[START OF Reading passage]

Insufficient Definitions
paired with “Place Name: Oracabessa”
Editor’s Note: The poem in this chapter is considered a transformative fair use. Please see the annotations section in How to Use this Book for an explanation of the author’s pedagogy on creating conversation within a text.
Hashtags
#close reading, #comparison, #poetry, #discussion, #30 minutes, #ways of knowing, #colonialism
Inviting students to move from close reading to guiding ideas in the essay as a whole, this activity could be used as either an in-class discussion or as an extended writing prompt.
Introduction
DU: Like Robert Pinsky’s “Shirt,” Miller’s poems explore the larger worlds and histories of any one object or name. Miller’s poems explore the breadth of unusual names of places in Jamaica like the town of “Me-no-sen-you-no-come.”
As we saw above, Miller’s project is to attune the reader to a wider world of sound and perspective – sounds, ways of seeing, and languages buried by coloniality and dominant, singular soundscapes. When teaching poetry, Miller instructs his students to attend to how names, objects, or categories are always already insufficiently defined and thus require sharper, embodied, on-the-ground, and contextual ways of listening. Much is buried in the town name of “Oracabessa” just as there is a long tale behind the construction of the shirt in Pinsky’s poem.

[END OF Reading passage]

(Exercise set):
1. Decide whether each statement agrees with the Insufficient Definitions passage, answering yes or no and quoting the words that settle it.
(a) The activity is meant to be used only as an in-class discussion.
(b) Miller's poems are likened to Robert Pinsky's "Shirt."
(c) Miller teaches that names, objects, or categories are always sufficiently defined.
2. In the Insufficient Definitions passage, which Jamaican town is named as an example of an unusual place name?
3. Please copy the Insufficient Definitions passage word for word from "As we saw above, Miller’s" to "in Pinsky’s poem.".

[START OF Rows]

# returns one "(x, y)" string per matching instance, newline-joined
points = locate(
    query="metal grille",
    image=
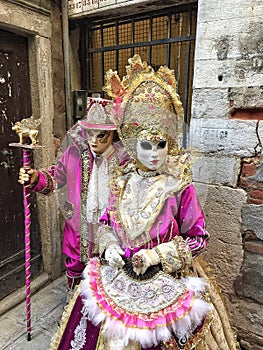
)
(161, 38)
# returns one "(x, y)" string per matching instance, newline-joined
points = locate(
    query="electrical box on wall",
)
(79, 103)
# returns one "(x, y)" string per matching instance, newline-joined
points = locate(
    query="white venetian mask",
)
(152, 155)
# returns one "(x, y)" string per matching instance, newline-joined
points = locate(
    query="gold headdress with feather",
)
(146, 104)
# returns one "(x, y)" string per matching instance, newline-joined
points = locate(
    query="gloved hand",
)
(113, 255)
(27, 176)
(144, 259)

[END OF Rows]

(Answers given):
1.
(a) No: "this activity could be used as either an in-class discussion or as an extended writing prompt."
(b) Yes: "Like Robert Pinsky’s “Shirt,” Miller’s poems explore the larger worlds and histories of any one object or name."
(c) No: "names, objects, or categories are always already insufficiently defined"

2. The town of "Me-no-sen-you-no-come."

3.
As we saw above, Miller’s project is to attune the reader to a wider world of sound and perspective – sounds, ways of seeing, and languages buried by coloniality and dominant, singular soundscapes. When teaching poetry, Miller instructs his students to attend to how names, objects, or categories are always already insufficiently defined and thus require sharper, embodied, on-the-ground, and contextual ways of listening. Much is buried in the town name of “Oracabessa” just as there is a long tale behind the construction of the shirt in Pinsky’s poem.